Aim:
Copy each of the following records word for word, in the order they appear.

Data to process:
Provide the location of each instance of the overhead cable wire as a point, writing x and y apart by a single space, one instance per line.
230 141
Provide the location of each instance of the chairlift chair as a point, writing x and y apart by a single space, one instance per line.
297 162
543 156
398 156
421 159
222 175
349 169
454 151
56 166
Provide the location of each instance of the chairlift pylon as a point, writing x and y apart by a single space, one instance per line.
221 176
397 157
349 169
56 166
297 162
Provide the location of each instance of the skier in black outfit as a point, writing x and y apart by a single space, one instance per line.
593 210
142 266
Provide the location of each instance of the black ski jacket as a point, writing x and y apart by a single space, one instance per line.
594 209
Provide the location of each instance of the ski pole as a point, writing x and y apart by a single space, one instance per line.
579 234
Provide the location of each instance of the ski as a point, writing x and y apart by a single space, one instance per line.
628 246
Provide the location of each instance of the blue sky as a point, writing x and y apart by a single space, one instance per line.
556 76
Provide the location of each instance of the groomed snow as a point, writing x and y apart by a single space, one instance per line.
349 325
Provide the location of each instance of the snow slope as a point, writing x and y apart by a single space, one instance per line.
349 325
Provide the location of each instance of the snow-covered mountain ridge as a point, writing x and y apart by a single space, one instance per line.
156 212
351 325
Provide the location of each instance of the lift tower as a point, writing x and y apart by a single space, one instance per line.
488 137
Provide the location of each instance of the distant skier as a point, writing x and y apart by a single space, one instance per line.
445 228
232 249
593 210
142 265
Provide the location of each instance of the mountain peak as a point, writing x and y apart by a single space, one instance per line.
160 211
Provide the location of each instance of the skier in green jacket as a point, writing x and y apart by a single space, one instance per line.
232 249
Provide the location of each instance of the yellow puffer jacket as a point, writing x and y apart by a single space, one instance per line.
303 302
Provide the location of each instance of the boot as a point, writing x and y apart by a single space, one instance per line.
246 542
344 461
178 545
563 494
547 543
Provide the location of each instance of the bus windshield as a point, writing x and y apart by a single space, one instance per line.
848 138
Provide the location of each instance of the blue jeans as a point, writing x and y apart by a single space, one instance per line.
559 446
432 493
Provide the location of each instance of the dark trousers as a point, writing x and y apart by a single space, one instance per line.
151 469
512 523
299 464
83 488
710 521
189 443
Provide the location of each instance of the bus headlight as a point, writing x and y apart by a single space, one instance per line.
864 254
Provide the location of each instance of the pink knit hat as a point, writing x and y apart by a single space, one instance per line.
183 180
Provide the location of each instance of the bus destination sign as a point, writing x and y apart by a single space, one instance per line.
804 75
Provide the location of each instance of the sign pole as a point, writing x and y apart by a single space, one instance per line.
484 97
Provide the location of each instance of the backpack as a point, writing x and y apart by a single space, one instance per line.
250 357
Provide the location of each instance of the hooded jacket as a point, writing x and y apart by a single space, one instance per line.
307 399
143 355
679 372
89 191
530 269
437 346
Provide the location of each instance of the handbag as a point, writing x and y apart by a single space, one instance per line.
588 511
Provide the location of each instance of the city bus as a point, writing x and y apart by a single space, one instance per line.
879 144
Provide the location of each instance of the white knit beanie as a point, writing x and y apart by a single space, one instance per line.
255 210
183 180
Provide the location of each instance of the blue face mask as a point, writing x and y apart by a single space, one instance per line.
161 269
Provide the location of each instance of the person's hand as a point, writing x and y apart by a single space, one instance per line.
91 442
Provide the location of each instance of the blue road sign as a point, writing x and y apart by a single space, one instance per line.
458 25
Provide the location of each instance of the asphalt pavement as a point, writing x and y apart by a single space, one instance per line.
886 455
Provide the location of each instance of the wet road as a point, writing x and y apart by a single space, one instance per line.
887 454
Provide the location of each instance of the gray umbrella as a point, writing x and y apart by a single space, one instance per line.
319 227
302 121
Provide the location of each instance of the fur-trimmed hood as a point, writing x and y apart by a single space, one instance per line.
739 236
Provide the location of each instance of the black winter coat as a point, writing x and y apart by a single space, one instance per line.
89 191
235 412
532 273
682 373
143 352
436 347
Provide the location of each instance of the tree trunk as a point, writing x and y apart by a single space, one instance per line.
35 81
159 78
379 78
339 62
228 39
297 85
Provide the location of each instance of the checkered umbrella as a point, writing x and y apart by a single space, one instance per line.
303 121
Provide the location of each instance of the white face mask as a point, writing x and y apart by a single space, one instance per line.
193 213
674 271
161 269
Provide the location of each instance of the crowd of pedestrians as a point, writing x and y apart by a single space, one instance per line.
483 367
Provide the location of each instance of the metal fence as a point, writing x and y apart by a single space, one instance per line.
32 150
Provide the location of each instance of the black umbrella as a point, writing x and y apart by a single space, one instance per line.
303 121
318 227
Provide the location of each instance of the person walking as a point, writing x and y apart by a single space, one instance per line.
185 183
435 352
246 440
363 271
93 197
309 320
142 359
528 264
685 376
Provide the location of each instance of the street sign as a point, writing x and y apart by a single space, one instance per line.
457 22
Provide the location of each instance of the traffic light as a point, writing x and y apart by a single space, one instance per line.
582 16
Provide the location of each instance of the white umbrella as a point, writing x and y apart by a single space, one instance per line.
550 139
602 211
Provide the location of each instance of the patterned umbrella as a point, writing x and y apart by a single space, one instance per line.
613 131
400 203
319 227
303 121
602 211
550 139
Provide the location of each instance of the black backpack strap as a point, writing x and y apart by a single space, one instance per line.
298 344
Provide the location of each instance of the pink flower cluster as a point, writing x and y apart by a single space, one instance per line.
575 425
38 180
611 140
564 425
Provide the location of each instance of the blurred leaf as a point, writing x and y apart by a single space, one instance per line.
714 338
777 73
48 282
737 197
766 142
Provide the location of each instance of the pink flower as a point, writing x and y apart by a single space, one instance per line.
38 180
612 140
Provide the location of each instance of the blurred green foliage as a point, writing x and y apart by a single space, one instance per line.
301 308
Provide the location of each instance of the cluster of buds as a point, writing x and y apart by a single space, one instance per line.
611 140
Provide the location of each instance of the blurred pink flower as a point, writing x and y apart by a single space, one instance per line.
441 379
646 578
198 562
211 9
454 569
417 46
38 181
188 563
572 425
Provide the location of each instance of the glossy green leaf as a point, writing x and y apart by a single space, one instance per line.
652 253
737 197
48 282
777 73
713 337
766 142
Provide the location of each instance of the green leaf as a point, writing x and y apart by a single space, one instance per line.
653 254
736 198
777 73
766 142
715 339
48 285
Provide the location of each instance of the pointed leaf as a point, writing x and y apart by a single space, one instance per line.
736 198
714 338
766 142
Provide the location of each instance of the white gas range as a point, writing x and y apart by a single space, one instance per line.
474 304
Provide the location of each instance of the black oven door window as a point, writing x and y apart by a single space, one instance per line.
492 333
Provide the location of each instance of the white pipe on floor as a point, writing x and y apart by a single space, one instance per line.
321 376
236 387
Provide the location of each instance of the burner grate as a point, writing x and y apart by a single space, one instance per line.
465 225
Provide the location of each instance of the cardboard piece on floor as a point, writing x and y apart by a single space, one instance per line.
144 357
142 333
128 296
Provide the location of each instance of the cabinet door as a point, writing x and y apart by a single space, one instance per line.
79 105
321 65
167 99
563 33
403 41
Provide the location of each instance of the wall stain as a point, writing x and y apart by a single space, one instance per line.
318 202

Complete output:
Provide the location of each instance of the overhead cable wire as a point, writing x and y apart by a single space, one instance per line.
230 141
Provide the location of each instance of the chairlift chair as a point, writing x and y apart by a single space, one instance per line.
297 162
543 156
398 156
421 159
222 175
349 169
454 151
56 166
Provide the location of each instance of the chairlift pylon as a point, writing x and y apart by a single space, one instance per line.
221 176
397 157
349 169
56 166
297 162
Provide the location of each instance of the skier in black outfit as a point, writing x and y apart by a single space, one instance per line.
593 210
142 266
Provide the location of each instance of the black ski jacket as a point, writing x and y apart by a single space, one instance per line.
594 209
Provide the location of each instance of the ski pole as a point, writing x and y apart by a single space, one instance per line.
579 234
Provide the location of each instance of the ski as a point, writing x and y apart by a single space, one instance per line.
628 246
Provide the location of each instance of the blue sky as a point, writing x and y apart by a single space, one instance per line.
556 76
Provide the location of each instance of the groomed snow as a point, writing x and y apart by a single space, one instance per line.
349 325
Provide the location of each instance of the snow slope as a point, writing x and y apart by a single space, one instance per line.
349 325
Provide the location of each instance of the snow-covered mountain ridge as a point, writing x and y apart by a single space, one instance per line.
156 212
351 325
Provide the location of each instance of the lift tower as a point, writing x and y apart by a single space, one instance per line.
488 137
Provide the location of each instance of the distant skier as a point, writing x and y apart by a single space, one instance per line.
445 228
232 249
593 210
142 265
Provide the location of each instance of the mountain peak as a point, writing x and y apart by a single space, one instance per line.
160 211
Provide the location of each instance of the skier in green jacket as a point, writing x and y apart by a single space, one instance per line.
232 249
Provide the location of each instance of the yellow puffer jacket as a point, writing x and y apart by a single space, one instance per line.
303 302
Provide the location of each instance of the boot as a point, writing x and y apart by a single space, one instance per line.
246 542
344 461
178 545
563 494
547 543
Provide the location of each instance of the bus windshield as a point, writing x and y apart by a single space, one instance per line.
848 138
Provide the location of each instance of the blue jeans as a point, writing x and y apart by a single space, one instance per line.
559 446
432 493
Provide the location of each instance of the dark trousers as a point, writing x and y apart by a single space, one instance per line.
151 469
512 523
299 464
83 488
710 521
189 443
Provide the location of each instance of the bus headlight as a point, writing x and y apart by a single space, one instance per line.
864 254
Provide the location of each instance of the pink knit hat as a point, writing x and y apart by a single space, one instance per line.
183 180
Provide the location of each instance of the bus destination sign as a point, writing x and y apart by a single space, one instance per line.
804 75
Provide the location of each instance of the sign pole as a point, writing x and y apart by a single space, one instance per line.
484 97
Provide the location of each instance of the backpack as a point, writing x and y apart by a single space, one instance per line.
250 357
Provide the location of each instance of the hooded jacket as a point, writing x and y apart by a single space, one instance per line.
307 399
143 355
679 372
89 191
530 269
437 346
Provide the location of each instance of the handbag as a point, writing x and y apart by a single space, one instance per line.
588 511
Provide the location of each instance of the city bus as a point, writing x and y apart by a single space, one instance per line.
879 144
Provide the location of each instance of the white knit beanie as a point, writing x and y apart by a single space, one instance per line.
255 210
183 180
Provide the location of each instance of the blue face mask as a point, writing x and y apart by a single space, one instance per line.
161 269
Provide the location of each instance of the person's hand as a point, writing x and y apart by a single space, one instance per line.
91 442
Provide the location of each instance of the blue road sign as a point, writing x and y apart by a single space, one instance per line.
458 25
Provide the location of each instance of the asphalt pavement as a point, writing x and y apart by a single space, one instance per line.
886 455
Provide the location of each instance of the wet road as a point, writing x and y apart by a single space, one instance per line.
887 454
Provide the location of each instance of the gray umbrella as a point, writing x and y apart by a single space, one instance per line.
319 227
302 121
Provide the location of each instance of the fur-trimmed hood as a point, writing x and y apart by a single space, one instance per line.
739 236
Provide the location of each instance of the black winter coat as a point, writing x and y apart by a single space, one instance per line.
89 191
235 412
532 273
682 373
143 352
436 347
Provide the location of each instance of the tree trunk as a point, writing x and y apart by a single space, one instance per line.
35 81
159 78
379 78
339 62
228 39
297 85
Provide the location of each instance of the checkered umbrella as a point, writing x and y apart by a single space, one instance per line.
303 121
Provide the location of each instance of the white face mask as a point, writing x and y apart by a single space, one instance per line.
193 213
674 271
161 269
Provide the location of each instance of the crowd of pedestrians as a point, writing x and y apart by a single space, one instance per line.
483 367
Provide the location of each instance of the metal fence as a point, writing x and y apart by a single space, one instance per line.
32 150
Provide the location of each instance of the black umbrella as a point, writing x and y apart by a single space, one instance per line.
303 121
318 227
Provide the location of each instance of the person walking as a point, writing x and y apart by a single space, one instance per line.
185 183
435 352
246 440
363 271
93 197
309 320
142 359
528 264
685 376
Provide the location of each instance of the street sign as a point, writing x and y apart by a single space, one instance per line.
457 22
Provide the location of each instance of the traffic light as a point, writing x and y apart by a single space, one instance per line.
582 16
Provide the location of each instance of the white umbrella as a point, writing x and y apart by a single space, one instance per line.
550 139
602 211
Provide the location of each instance of the patterned umbrella as a point, writing x and y apart by a single space, one instance per line.
613 131
400 203
319 227
303 121
602 211
550 139
Provide the location of each instance of the black backpack strap as a point, writing x and y apart by a single space, one instance per line.
298 344
Provide the location of each instance of the pink flower cluster as a point, writing x and y apart by a single space, one instance per line.
575 425
38 180
611 140
564 425
Provide the location of each instance of the blurred leaf as a point, writing x and y apart by a single space, one instance per line.
714 338
777 73
48 282
737 197
766 142
Provide the location of each instance of the pink flower as a point, writing x and y apart by a single space, one instance per line.
38 180
612 140
Provide the location of each instance of the blurred green foliage as a point, writing x and y apart by a single space, one instance per line.
301 308
Provide the location of each instance of the cluster of buds as a point, writing x and y apart by a single space, one instance per line.
611 140
Provide the location of each instance of the blurred pink flower as a point, writing x and y apart by a single space, one instance per line.
441 379
646 578
198 562
211 9
454 569
417 46
38 181
188 563
572 425
Provide the location of each instance of the glossy green leaf as a point, writing x and y apart by a single space, one instance per line.
652 253
737 197
48 282
777 73
713 337
766 142
Provide the location of each instance of the green leaf as a point, writing x and y apart by a single space, one instance per line.
653 254
736 198
777 73
766 142
715 339
48 285
Provide the location of each instance of the pointed leaf as a point, writing x and y apart by a single space, one instance per line.
736 198
714 338
766 142
Provide the location of each instance of the white gas range as a point, writing x and y apart by a single space, one instance per line.
474 304
Provide the location of each instance of the black oven door window as a point, writing x and y apart by a single space, one instance per line.
492 333
Provide the location of each instance of the white pipe on floor as a point, writing x and y apart by a single space, one instance per line.
321 376
236 387
Provide the location of each instance of the burner grate as a point, writing x and y apart by a single space, one instance per line.
465 225
Provide the location of each instance of the cardboard piece on floor as a point, writing x and y apart by a single space, one instance per line.
144 357
142 333
128 296
Provide the location of each instance of the cabinet door as a point, writing x and y apart by a single space, one instance per line.
79 105
321 65
167 99
563 33
403 41
Provide the location of each instance of the wall stain as a point, writing x and y apart by a single space, one instance per line.
318 202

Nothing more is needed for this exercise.